▶ Task instructions
Emit the line that holds "Habitat-census task: mark the clear" and all lines following it through the end of the data, verbatim, and nothing else.

(Rows from a pointing dataset)
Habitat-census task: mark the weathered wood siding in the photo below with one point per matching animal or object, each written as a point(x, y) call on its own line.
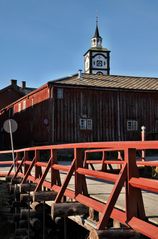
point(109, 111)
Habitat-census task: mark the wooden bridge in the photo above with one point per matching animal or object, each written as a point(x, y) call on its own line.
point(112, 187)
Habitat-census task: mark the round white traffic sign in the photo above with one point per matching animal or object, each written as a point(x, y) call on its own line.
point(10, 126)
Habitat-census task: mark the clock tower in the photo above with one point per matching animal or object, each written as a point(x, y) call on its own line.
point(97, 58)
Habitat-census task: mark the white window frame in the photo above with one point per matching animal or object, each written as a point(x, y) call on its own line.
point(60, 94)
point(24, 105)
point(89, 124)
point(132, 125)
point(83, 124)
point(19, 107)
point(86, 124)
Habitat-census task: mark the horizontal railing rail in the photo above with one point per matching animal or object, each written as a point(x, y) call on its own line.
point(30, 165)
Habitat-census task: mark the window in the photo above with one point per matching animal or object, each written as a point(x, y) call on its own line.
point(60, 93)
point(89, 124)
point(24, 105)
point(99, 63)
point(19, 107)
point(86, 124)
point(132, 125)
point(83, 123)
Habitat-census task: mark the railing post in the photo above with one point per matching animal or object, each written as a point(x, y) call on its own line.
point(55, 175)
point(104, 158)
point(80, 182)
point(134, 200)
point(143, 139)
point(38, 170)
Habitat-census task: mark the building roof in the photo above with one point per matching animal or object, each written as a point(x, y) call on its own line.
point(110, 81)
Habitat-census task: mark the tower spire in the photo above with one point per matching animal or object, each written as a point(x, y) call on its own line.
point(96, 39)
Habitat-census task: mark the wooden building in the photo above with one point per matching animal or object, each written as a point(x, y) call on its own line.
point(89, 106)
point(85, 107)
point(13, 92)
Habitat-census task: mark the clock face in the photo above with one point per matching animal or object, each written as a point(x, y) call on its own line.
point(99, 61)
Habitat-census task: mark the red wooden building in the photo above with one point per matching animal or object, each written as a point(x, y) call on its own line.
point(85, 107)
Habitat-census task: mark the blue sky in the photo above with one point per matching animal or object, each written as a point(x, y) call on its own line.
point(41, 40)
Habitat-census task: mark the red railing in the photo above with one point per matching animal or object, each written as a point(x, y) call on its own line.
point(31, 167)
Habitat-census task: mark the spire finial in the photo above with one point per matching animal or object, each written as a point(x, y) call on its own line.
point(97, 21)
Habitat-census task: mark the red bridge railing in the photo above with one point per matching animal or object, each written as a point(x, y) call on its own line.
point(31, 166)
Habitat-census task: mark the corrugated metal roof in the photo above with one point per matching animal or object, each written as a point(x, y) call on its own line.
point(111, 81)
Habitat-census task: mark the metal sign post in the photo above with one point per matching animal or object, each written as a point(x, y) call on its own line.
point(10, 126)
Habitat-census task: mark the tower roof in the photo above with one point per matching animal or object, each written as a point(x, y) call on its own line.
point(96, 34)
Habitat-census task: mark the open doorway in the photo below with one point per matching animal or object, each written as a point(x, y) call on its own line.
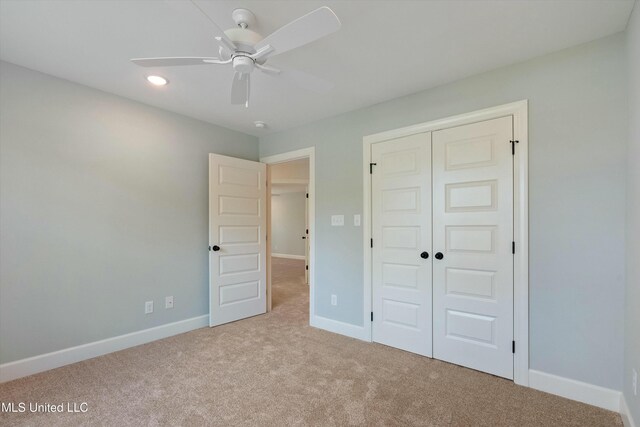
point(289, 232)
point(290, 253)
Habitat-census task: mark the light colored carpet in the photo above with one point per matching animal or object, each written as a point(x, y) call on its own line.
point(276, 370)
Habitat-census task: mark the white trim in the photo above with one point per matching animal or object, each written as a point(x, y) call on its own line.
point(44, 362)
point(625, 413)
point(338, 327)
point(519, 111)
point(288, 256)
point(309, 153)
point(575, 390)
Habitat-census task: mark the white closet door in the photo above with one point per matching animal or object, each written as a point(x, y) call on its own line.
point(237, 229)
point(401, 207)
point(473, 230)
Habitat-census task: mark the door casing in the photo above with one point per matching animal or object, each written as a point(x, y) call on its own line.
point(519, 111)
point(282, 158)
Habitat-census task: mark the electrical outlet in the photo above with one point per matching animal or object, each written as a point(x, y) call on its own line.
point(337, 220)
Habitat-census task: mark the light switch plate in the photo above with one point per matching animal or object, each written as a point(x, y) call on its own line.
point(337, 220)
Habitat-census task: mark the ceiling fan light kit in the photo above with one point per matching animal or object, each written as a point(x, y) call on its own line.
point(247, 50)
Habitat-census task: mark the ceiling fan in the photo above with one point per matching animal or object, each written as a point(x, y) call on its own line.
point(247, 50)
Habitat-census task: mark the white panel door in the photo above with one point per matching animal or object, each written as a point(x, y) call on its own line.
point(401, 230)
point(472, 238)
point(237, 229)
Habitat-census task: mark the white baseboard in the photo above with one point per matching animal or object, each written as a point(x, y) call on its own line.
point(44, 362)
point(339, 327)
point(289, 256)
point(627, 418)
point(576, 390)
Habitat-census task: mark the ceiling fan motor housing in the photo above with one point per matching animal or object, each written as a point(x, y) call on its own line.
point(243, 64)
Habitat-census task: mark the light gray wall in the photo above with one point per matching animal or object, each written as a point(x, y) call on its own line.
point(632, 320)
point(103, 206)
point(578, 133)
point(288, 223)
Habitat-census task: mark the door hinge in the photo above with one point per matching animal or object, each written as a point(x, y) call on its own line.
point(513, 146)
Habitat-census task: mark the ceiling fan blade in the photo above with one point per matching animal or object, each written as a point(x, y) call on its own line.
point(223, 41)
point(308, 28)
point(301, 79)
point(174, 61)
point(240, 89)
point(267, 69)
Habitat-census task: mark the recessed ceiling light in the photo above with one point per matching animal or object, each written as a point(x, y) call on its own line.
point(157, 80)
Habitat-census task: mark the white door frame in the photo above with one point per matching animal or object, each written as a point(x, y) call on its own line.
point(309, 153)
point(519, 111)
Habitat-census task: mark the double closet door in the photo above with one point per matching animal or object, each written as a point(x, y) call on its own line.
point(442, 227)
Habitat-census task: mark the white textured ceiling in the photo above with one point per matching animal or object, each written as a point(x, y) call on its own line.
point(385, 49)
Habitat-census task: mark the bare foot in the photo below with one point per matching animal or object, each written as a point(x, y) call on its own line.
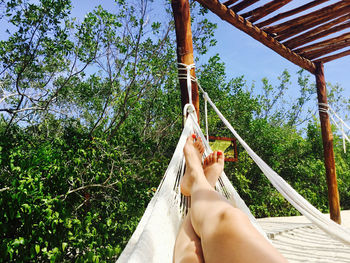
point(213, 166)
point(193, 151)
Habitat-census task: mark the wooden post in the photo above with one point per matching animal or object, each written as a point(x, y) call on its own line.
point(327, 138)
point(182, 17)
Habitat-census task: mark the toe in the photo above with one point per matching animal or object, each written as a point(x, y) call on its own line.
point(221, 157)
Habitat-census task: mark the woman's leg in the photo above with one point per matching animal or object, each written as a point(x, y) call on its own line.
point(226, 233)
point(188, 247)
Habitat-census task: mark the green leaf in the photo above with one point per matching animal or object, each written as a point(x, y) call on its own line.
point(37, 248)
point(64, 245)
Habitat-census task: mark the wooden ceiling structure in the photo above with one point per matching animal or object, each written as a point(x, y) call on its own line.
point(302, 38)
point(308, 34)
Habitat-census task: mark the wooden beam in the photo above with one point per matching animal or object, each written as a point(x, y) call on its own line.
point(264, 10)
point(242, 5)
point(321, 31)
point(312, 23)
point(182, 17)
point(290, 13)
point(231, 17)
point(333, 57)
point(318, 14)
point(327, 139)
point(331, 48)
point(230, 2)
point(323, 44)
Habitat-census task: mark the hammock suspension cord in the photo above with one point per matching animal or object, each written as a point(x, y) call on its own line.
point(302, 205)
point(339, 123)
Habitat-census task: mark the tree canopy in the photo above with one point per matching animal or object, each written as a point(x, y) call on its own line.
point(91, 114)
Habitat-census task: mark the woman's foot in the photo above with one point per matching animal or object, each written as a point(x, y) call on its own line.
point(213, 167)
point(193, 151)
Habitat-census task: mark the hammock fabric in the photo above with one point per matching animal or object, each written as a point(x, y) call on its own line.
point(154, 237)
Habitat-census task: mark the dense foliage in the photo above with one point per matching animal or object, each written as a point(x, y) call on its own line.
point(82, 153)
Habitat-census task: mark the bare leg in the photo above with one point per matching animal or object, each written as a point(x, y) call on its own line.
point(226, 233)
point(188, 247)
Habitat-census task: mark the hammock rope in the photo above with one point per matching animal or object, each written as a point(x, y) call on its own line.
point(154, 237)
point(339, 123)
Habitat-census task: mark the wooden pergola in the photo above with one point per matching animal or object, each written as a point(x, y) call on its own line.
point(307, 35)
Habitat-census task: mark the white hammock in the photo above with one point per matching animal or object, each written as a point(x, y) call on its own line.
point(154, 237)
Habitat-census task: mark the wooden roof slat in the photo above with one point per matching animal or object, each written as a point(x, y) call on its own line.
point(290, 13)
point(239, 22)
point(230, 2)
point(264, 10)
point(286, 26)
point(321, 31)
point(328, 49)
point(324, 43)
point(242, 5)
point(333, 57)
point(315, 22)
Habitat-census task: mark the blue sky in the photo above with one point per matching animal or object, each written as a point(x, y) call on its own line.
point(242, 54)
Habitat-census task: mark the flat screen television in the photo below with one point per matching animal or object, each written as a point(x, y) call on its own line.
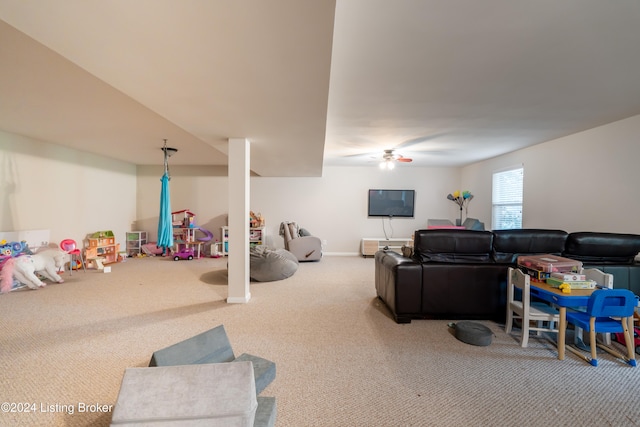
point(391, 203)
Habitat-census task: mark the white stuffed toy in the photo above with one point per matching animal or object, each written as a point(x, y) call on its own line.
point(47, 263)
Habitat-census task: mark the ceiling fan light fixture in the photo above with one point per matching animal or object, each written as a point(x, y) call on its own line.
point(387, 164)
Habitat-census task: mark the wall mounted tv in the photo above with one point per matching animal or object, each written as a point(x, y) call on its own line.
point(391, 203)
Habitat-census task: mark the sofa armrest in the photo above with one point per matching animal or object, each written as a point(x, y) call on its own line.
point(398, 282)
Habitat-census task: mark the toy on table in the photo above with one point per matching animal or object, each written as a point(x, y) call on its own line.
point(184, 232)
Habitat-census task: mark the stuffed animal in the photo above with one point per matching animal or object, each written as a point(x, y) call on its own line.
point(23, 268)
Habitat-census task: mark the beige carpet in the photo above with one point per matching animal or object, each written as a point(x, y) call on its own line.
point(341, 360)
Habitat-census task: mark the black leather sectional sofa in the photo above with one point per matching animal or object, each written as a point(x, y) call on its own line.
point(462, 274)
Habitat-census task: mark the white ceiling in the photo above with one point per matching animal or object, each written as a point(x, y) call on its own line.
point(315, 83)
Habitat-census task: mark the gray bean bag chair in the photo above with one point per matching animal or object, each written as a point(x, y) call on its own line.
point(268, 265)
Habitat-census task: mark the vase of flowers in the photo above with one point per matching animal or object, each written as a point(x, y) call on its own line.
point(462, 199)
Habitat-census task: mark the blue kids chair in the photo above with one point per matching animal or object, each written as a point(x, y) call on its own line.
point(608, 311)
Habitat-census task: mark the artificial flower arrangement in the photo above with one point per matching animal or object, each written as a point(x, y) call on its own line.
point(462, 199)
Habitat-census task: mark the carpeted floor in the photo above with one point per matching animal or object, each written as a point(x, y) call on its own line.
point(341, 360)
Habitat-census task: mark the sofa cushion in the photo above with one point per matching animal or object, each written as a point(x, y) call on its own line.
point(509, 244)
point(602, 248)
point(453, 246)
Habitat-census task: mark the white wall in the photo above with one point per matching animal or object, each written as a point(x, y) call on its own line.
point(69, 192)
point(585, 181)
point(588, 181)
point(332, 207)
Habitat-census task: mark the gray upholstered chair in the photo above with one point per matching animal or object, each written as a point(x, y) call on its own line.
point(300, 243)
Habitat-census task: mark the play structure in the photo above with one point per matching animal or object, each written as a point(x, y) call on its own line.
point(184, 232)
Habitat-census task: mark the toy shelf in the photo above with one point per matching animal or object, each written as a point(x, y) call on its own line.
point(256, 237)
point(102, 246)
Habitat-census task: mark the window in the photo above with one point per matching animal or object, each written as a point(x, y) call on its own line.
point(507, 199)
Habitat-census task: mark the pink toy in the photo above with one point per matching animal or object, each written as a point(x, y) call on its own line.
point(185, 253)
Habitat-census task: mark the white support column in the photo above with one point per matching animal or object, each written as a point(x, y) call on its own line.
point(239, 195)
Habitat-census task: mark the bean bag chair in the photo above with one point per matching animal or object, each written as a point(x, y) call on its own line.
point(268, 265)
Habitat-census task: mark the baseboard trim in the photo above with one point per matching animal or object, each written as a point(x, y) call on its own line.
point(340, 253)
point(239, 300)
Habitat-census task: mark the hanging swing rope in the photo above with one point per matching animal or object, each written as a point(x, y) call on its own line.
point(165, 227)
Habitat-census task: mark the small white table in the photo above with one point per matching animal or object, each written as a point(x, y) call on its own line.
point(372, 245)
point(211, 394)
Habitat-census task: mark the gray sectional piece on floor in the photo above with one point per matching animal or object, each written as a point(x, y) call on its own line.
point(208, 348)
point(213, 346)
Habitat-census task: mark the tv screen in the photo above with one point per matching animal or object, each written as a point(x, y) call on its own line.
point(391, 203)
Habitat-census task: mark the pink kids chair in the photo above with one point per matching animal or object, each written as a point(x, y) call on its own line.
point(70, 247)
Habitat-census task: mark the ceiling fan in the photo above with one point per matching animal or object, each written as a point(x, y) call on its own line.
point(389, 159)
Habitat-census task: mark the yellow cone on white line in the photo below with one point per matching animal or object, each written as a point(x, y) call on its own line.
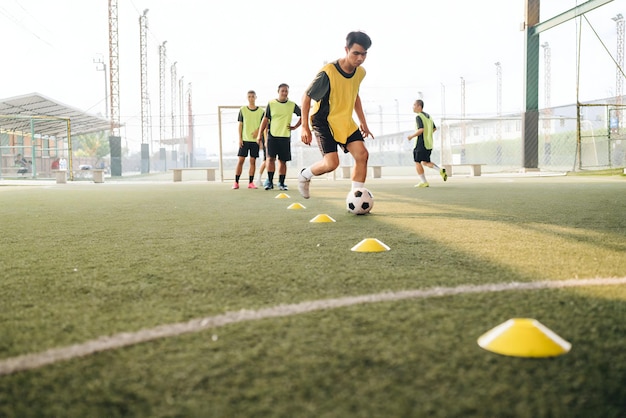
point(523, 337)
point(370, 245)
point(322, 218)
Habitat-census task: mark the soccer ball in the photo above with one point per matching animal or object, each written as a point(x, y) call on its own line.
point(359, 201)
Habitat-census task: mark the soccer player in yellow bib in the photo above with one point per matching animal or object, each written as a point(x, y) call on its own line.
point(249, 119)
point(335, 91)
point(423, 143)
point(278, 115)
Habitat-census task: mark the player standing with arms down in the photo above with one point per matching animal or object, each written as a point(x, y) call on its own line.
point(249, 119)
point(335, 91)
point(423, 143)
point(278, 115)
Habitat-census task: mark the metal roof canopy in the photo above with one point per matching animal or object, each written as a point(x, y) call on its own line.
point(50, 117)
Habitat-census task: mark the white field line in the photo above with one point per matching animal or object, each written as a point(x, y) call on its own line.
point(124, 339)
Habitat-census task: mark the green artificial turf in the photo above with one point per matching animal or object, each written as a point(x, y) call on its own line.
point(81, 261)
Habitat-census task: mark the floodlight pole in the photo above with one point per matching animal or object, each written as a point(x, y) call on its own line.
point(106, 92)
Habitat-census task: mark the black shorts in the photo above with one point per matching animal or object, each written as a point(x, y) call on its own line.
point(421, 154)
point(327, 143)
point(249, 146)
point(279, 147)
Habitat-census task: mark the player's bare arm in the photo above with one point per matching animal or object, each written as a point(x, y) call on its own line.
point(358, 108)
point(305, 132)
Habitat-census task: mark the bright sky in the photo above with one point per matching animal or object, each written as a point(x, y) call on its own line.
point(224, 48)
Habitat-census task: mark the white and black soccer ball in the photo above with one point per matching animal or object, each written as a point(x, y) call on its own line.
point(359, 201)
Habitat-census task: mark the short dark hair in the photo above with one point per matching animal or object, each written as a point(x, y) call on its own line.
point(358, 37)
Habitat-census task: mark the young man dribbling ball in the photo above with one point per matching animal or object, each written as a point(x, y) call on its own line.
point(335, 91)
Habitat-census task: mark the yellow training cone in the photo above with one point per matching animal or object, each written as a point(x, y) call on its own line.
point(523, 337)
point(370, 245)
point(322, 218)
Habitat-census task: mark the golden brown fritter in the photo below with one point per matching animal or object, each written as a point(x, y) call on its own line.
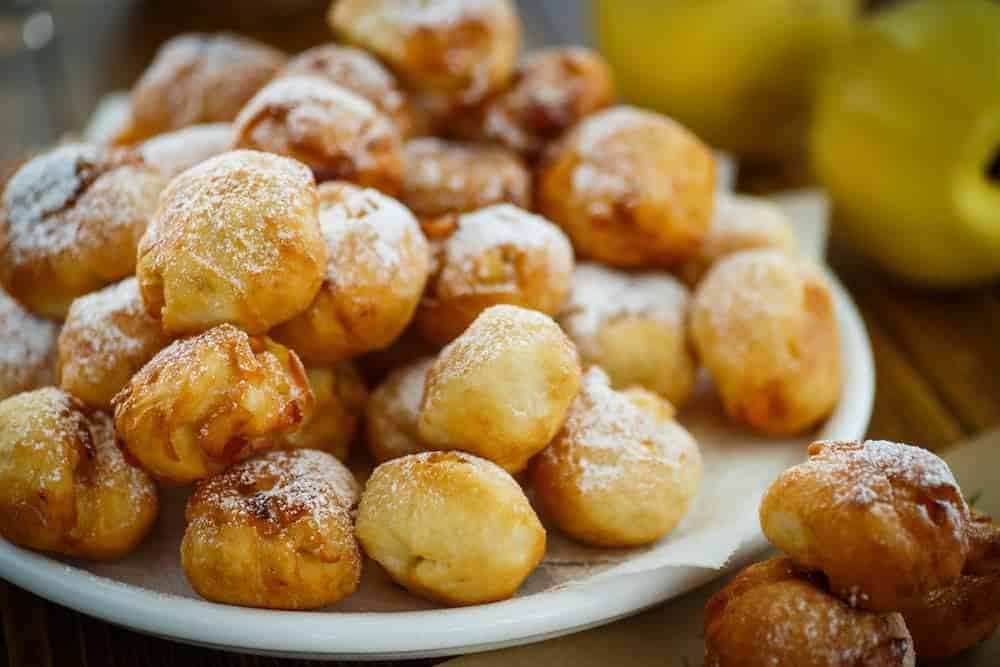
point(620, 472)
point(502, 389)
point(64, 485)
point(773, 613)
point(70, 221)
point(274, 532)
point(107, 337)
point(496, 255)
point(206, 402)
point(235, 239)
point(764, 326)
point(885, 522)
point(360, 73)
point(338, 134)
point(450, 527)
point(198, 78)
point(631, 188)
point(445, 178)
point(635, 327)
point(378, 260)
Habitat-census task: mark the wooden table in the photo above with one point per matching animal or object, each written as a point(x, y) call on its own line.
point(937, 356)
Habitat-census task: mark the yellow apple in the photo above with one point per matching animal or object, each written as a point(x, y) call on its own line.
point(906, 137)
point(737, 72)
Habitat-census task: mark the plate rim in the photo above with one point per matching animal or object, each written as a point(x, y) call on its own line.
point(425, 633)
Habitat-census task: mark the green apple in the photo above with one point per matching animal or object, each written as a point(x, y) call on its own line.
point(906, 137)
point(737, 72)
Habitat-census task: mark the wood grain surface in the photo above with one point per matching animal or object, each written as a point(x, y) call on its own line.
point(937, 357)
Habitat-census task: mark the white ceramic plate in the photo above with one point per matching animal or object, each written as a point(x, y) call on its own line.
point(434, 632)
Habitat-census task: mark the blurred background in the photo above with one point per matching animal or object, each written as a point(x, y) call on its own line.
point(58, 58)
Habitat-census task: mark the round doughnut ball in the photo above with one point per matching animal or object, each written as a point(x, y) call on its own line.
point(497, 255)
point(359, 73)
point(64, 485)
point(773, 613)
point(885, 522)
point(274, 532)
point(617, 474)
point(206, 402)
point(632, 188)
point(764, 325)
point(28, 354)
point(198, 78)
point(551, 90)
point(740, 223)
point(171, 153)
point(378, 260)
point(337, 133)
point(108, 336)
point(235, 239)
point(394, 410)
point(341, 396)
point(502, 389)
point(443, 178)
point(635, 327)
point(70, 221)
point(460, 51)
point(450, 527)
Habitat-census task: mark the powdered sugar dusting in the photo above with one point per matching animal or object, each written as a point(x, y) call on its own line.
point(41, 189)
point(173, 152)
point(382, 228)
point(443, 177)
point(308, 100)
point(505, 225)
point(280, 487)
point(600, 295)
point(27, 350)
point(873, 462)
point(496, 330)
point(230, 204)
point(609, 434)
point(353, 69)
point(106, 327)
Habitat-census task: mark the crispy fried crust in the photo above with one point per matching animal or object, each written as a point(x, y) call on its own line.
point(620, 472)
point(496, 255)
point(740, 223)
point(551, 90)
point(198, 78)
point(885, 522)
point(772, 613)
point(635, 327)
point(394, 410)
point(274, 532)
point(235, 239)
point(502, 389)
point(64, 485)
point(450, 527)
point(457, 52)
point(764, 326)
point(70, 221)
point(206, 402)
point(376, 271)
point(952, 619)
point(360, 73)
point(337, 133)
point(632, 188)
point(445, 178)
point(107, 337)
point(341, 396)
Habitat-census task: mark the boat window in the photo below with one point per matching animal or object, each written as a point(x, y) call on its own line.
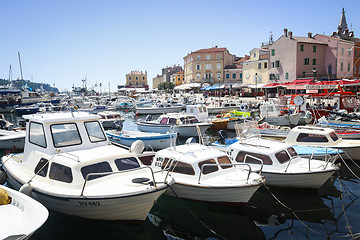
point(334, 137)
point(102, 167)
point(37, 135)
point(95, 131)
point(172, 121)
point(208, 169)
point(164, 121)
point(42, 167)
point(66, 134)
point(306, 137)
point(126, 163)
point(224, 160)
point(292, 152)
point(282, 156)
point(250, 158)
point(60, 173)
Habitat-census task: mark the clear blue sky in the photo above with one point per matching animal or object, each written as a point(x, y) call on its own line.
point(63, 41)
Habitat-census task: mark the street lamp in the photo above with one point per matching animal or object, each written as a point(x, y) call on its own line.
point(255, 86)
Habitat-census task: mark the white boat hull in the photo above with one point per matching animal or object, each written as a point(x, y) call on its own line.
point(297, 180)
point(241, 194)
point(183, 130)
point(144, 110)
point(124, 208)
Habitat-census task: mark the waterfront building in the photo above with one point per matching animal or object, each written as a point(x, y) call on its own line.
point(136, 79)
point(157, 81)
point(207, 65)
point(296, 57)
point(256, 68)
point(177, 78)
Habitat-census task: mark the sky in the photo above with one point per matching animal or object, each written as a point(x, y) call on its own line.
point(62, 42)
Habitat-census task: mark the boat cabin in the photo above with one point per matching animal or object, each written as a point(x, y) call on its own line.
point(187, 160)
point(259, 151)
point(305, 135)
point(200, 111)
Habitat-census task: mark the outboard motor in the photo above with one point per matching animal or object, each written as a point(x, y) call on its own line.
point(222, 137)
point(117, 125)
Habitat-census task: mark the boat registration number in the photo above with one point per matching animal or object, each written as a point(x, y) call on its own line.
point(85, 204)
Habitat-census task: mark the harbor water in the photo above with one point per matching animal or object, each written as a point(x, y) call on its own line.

▶ Final answer
Habitat-census task: mark the clear blue sky in the photo above with one point per matching animal or object, each written as a point(x, y) call on its own line.
point(63, 41)
Habitat-census task: mark the street lamp in the photo above with one point per matching animal or object, each written as a point(x, y) call on its own line.
point(255, 86)
Habitat-census task: mark the white boat hull in the photo above with one point per matching animal or object, each written as a point(x, y) call on its own line.
point(297, 180)
point(241, 194)
point(183, 130)
point(144, 110)
point(124, 208)
Habitat-census task: mark the waterfront building in the photo above with one point per matching animal or object, each written as a point(x, y) call on its own line.
point(136, 79)
point(157, 81)
point(207, 65)
point(296, 57)
point(256, 68)
point(177, 78)
Habitat-census task: mark the sky in the photo above with one point per matching animal or object, each written as a point(x, y) call on its own line.
point(62, 42)
Habitat-census task: mark the boat cabin in the photo above with one point per matching animal or object, each written as a point(x, y) call on its own line.
point(187, 160)
point(259, 151)
point(305, 135)
point(200, 111)
Habitat-census task: mark the outboard motor in the photo above with one point per matching animal or object, each written as a point(x, y) call on its own line.
point(222, 137)
point(117, 125)
Habitat-census task: mark the boat registration number in the photo above with one point per matching animal or object, each written as a point(x, y) call on its own line.
point(85, 204)
Habitat-census task: mark the harbor water in the photo above with one point per matching animal or object, each written as a point(x, y) call on its own line.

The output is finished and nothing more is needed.